SCRIPT: Structural Chemical Representation In Plain Text
SCRIPT is a deterministic, sovereign molecular notation system and RDKit-independent cheminformatics engine. Built on a Paninian linguistic model, SCRIPT provides a "one true string" for every molecule, reaction, material, and quantum state with 100% native round-trip consistency.
Why SCRIPT?
SMILES has served chemistry for 35 years, but its limitations are critical for modern AI/ML and materials science applications:
- Non-canonical: Same molecule = multiple valid SMILES strings
- Ambiguous rings: Global ring labels (
C1...C1) create parsing complexity - Stereochemistry fragility: Neighbor ordering affects chirality interpretation
- No validation: Invalid strings parse without error
- No materials support: SMILES cannot express alloys, surfaces, or quantum states
SCRIPT addresses all of these systematically:
| Problem | SMILES | SCRIPT |
|---|---|---|
| Canonicalization | Multiple valid strings | Path-invariant DFS traversal |
| Ring notation | Global labels C1...C1 |
Topological &N: (invariant size) |
| Aromaticity | c1ccccc1 (lowercase hack) |
Anubandha : (Grammar state) |
| Tautomers | Multiple forms | Mobile =: (Unified form) |
| Validation | Post-hoc | Generative state machine (Sandhi) |
| Organometallics | Partial | Dative ->, Coordinate >, Haptic *n |
| Alloys | Not supported | Fractional occupancy <~0.9> |
| Crystallography | Not supported | Macroscopic context [[Rutile]] |
| Surfaces | Not supported | Phase boundary | |
| Quantum states | Not supported | Spin/excitation <s:3>, <*> |
| Polymers | Not supported | Stochastic chains {[CC]}n |
Core Innovations
1. Deterministic Canonicalization
Morgan-invariant ranking with DFS traversal ensures every molecule has exactly one canonical SCRIPT string.

● ● ● ● ●

◆ **Things to do**:
(1) Copy the SCRIPT page word for word from "SCRIPT: Structural Chemical" up to and including "Why SCRIPT?".
(2) According to the SCRIPT page, for how many years has SMILES served chemistry?
The lines after this point are not needed.

◆ **Stored data**:
● ● ● ● ●

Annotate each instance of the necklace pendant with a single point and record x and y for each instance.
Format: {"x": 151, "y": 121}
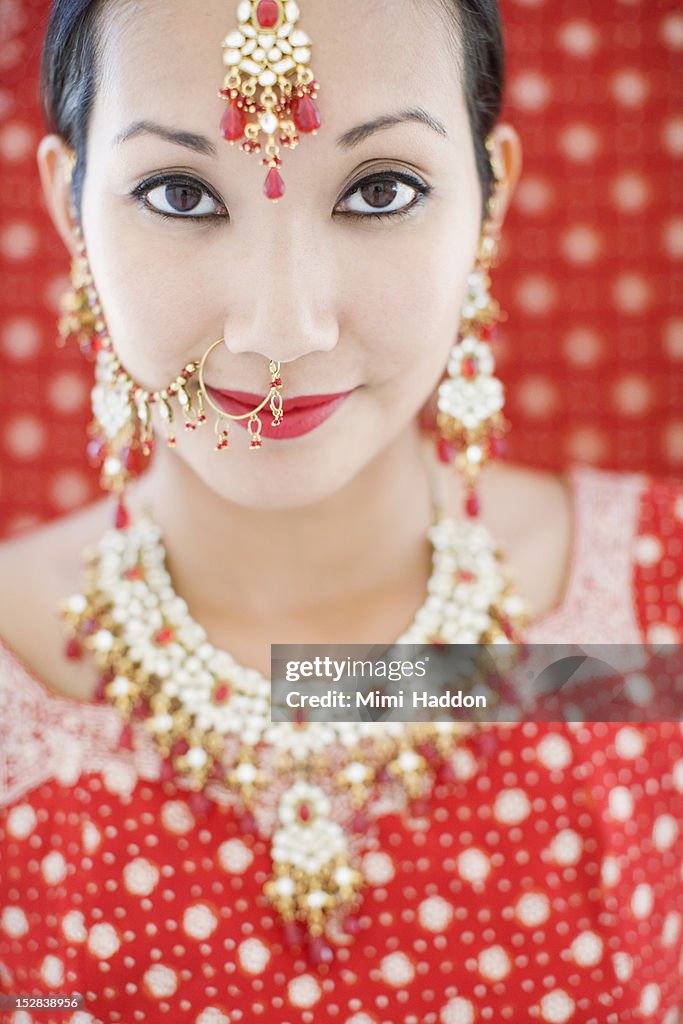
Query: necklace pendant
{"x": 313, "y": 877}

● ● ● ● ●

◆ **The responses**:
(1)
SCRIPT: Structural Chemical Representation In Plain Text
SCRIPT is a deterministic, sovereign molecular notation system and RDKit-independent cheminformatics engine. Built on a Paninian linguistic model, SCRIPT provides a "one true string" for every molecule, reaction, material, and quantum state with 100% native round-trip consistency.
Why SCRIPT?

(2) 35 years.